→ Passage shown
** BEGIN **
My day at The Boston Hip-Hop Summit with Russell Simmons and Co.
I showed up at LaGuardia to catch the 6 AM Delta shuttle to Boston. Russell was there with his assistant, Gary Foster. “You the writer?” Simmons asked. I was, and am. I expected to see more people—handlers, passengers, fans. Nothing like that. Just the three of us, and a plane where you get to pick your own seat.
Russell was dressed entirely in Phat Farm: blue baseball cap, jeans, blue and white track suit jacket, white sneakers. He made no mention of the Kimora arrest, and I hadn't yet heard about it, so we didn't discuss it.
Kimora’s mughsot is telegenically twerked and, as a strike of commerce against law, fairly effective. Nothing says “I am above the law” like a smile. In another newspiece about the arrest that I managed to lose (Google, what's really good?), Russell plugged his new Court TV show while maintaining his wife's innocence. The fusion of humanity and marketing, even in adversity. Sort of like scaling Mount Everest in 2004, or eating someone's leg if your plane crashes in the Andes. Or not.
It’s easy to make fun of a dude with his own chef and a police escort who talks in soundbites. It’s also easy for someone like me with heaps of normative privilege to think “money isn’t everything” when I obviously have the option of finding out if that’s true or not. If you have little chance of doing comparative analysis between having money and not having money, it’s a very different discussion. Simmons shifts such huge amounts of symbolic and actual capital that it is hard to tell which pile is pushing the seesaw in which direction. When we talk about “hip-hop” now, we are talking about version 5.0, and Russell has a lot to do with re-coding the idea as an essentially conservative, consumerist force. Russell is the 24-7 celebration of acquisition as the only elevator in town. Russell could also be one of the guys who gets the Rockefeller Drug Laws repealed.
** END **
→ Material supplied
** BEGIN **
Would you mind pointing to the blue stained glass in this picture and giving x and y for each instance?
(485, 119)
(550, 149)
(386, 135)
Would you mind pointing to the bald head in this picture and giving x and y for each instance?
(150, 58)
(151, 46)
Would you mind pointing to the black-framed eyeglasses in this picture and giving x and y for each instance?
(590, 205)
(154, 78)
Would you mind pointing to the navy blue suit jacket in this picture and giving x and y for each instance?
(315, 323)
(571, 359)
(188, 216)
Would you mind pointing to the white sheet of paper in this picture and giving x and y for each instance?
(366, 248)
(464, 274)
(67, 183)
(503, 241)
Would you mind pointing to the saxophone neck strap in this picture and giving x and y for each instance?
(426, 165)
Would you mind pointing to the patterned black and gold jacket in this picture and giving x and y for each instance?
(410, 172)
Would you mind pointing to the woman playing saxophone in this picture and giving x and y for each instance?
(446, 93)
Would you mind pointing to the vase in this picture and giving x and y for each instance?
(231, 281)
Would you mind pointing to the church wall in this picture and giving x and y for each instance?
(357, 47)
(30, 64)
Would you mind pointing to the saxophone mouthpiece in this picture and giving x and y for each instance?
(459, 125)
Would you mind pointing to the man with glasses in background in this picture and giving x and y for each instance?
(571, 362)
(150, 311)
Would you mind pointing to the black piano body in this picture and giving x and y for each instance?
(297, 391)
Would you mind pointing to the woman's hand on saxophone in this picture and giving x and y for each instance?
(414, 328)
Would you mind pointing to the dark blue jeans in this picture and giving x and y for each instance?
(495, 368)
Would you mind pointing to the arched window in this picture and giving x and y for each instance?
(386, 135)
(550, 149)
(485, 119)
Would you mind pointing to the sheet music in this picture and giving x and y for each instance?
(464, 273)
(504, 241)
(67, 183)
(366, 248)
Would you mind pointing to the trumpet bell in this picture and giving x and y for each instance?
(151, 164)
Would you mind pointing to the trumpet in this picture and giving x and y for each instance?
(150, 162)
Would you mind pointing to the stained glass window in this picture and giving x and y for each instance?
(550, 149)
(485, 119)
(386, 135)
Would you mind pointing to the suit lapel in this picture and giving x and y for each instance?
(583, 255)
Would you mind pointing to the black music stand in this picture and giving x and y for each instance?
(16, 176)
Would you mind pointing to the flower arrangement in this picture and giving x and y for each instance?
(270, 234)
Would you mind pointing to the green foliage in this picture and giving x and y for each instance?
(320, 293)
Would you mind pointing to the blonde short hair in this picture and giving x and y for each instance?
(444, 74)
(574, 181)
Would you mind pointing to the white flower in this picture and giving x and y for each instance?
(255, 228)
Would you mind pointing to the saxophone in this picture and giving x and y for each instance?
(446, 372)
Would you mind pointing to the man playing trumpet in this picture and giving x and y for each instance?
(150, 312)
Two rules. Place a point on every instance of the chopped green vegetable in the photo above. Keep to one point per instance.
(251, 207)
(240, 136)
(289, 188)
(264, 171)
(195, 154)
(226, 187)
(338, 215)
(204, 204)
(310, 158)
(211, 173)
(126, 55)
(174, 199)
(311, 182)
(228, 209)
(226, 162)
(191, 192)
** END **
→ Directions for this task
From the Boston Hip-Hop Summit piece above, reproduce verbatim the part that begins with the words containing "My day at The" and ends with "didn't discuss it.".

→ Reply to the task
My day at The Boston Hip-Hop Summit with Russell Simmons and Co.
I showed up at LaGuardia to catch the 6 AM Delta shuttle to Boston. Russell was there with his assistant, Gary Foster. “You the writer?” Simmons asked. I was, and am. I expected to see more people—handlers, passengers, fans. Nothing like that. Just the three of us, and a plane where you get to pick your own seat.
Russell was dressed entirely in Phat Farm: blue baseball cap, jeans, blue and white track suit jacket, white sneakers. He made no mention of the Kimora arrest, and I hadn't yet heard about it, so we didn't discuss it.